---- Records supplied

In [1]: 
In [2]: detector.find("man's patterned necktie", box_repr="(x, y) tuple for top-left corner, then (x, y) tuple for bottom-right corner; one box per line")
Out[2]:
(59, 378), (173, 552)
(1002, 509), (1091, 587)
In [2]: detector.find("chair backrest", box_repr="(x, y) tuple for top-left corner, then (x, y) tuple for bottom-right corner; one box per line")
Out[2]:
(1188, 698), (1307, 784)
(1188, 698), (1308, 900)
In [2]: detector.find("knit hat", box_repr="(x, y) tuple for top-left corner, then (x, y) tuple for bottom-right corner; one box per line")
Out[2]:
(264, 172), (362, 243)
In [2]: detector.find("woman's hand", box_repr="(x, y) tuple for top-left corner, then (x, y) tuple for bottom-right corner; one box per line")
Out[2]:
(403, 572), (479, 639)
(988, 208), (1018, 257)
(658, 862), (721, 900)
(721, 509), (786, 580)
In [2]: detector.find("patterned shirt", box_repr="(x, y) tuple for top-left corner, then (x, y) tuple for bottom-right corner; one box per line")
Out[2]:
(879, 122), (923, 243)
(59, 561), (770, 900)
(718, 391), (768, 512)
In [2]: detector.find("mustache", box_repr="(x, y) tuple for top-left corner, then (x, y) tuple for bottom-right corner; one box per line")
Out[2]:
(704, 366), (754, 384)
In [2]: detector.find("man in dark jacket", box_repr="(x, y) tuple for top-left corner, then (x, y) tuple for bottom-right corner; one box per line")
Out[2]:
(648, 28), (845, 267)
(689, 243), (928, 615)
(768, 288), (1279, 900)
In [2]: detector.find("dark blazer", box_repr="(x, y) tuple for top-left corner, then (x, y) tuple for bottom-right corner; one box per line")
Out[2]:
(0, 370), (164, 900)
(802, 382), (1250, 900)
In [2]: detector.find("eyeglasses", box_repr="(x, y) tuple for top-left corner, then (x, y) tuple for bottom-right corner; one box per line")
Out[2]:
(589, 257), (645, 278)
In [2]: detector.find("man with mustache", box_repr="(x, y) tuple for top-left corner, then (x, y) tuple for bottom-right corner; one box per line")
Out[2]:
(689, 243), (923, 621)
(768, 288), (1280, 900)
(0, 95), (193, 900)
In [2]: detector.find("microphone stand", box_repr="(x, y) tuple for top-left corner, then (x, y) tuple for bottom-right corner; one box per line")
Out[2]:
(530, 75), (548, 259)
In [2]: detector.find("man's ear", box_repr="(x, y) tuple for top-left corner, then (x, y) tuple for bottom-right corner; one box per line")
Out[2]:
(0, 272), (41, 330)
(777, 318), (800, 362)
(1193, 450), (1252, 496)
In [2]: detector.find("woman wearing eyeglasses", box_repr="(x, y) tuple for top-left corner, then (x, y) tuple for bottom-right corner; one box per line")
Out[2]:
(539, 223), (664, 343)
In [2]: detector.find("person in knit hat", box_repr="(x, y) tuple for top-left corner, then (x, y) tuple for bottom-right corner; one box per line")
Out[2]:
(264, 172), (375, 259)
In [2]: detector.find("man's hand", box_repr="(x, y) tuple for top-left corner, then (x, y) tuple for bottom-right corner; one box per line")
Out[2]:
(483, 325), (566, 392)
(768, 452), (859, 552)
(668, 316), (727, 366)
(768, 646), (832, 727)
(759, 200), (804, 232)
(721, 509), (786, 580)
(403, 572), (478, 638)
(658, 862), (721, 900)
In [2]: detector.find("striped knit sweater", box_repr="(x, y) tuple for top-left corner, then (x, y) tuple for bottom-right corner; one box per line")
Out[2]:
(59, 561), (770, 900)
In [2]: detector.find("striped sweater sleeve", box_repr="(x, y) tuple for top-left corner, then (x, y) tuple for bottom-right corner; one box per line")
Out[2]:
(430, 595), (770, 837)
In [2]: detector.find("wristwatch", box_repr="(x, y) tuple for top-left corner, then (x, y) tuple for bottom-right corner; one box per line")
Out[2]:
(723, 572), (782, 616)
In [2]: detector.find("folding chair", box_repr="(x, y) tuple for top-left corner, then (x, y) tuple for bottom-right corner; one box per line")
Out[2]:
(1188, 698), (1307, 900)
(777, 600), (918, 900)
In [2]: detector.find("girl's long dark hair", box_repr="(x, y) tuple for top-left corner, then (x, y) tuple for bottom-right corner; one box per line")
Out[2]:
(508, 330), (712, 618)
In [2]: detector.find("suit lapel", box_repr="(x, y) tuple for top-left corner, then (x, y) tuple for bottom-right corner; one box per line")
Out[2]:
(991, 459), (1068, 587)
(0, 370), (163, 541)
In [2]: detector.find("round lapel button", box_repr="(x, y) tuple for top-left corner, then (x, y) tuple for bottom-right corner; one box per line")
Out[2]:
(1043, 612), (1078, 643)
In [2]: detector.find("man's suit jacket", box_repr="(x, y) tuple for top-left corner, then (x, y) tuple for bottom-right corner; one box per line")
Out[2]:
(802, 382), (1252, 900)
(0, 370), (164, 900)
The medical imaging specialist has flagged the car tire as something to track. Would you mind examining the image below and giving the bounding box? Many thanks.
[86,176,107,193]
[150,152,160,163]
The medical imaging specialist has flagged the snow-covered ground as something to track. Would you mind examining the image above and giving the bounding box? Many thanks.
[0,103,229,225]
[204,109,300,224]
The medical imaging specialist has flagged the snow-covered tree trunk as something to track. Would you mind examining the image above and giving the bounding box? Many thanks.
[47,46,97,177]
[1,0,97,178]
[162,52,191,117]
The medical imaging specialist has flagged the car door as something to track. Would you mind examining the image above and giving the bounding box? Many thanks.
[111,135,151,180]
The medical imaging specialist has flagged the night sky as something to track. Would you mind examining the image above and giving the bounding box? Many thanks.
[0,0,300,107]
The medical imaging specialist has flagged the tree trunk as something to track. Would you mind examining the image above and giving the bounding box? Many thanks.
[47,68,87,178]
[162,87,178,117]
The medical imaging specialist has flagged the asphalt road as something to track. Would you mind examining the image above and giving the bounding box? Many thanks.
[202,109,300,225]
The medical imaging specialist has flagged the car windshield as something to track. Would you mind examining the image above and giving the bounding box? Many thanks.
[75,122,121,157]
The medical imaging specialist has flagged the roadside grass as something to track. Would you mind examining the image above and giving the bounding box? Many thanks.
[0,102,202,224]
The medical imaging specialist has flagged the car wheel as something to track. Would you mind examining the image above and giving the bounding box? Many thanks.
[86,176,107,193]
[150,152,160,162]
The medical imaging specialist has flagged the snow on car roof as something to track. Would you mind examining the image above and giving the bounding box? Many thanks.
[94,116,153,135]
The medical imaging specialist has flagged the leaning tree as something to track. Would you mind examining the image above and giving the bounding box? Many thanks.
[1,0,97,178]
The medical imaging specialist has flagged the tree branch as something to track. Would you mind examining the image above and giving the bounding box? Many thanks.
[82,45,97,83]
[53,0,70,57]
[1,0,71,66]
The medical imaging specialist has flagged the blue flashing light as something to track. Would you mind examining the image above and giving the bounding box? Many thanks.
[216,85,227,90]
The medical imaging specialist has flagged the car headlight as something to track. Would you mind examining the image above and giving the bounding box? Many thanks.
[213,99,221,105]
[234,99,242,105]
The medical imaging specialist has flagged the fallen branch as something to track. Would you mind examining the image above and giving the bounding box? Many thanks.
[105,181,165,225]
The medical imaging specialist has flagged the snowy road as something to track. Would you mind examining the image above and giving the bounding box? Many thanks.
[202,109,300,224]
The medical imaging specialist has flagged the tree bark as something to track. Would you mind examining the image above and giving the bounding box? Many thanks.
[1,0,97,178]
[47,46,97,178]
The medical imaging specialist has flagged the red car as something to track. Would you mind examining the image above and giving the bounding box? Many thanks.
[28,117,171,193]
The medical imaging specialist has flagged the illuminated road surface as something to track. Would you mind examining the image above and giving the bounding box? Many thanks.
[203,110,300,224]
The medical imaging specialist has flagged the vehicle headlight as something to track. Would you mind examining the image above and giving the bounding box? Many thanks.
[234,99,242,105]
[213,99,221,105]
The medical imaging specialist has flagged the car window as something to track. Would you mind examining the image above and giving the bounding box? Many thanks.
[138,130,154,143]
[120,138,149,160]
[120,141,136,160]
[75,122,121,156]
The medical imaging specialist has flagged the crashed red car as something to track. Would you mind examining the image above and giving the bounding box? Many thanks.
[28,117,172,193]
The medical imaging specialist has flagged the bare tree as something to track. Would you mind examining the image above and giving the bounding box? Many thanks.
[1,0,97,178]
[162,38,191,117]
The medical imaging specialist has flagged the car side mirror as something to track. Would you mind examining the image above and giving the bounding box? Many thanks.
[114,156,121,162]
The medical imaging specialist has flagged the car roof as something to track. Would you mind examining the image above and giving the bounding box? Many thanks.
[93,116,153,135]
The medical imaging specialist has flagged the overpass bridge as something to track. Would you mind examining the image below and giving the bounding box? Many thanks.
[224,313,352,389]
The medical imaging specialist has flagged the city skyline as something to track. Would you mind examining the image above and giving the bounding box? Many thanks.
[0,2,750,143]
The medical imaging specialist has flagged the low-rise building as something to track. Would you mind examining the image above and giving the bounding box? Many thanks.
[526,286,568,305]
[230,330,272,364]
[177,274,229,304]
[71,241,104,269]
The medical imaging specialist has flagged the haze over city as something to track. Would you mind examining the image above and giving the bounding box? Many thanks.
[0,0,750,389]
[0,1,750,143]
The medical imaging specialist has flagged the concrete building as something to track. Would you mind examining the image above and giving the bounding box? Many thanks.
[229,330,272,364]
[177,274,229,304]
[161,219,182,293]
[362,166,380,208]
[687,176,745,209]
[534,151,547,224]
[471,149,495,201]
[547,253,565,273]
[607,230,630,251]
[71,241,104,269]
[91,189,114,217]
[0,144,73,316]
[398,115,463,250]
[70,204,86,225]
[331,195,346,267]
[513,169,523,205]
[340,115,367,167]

--------

## Task details
Copy the lines from the one with "the snow-covered ground" to the one with "[204,109,300,224]", swapping "snow-covered ground" for "frosty ground" and leaving everything else as it is.

## The result
The medical imaging specialist has flagged the frosty ground as something to track. Would you mind examining the image above and giving the bounding box? Many thanks.
[0,103,229,225]
[204,109,300,224]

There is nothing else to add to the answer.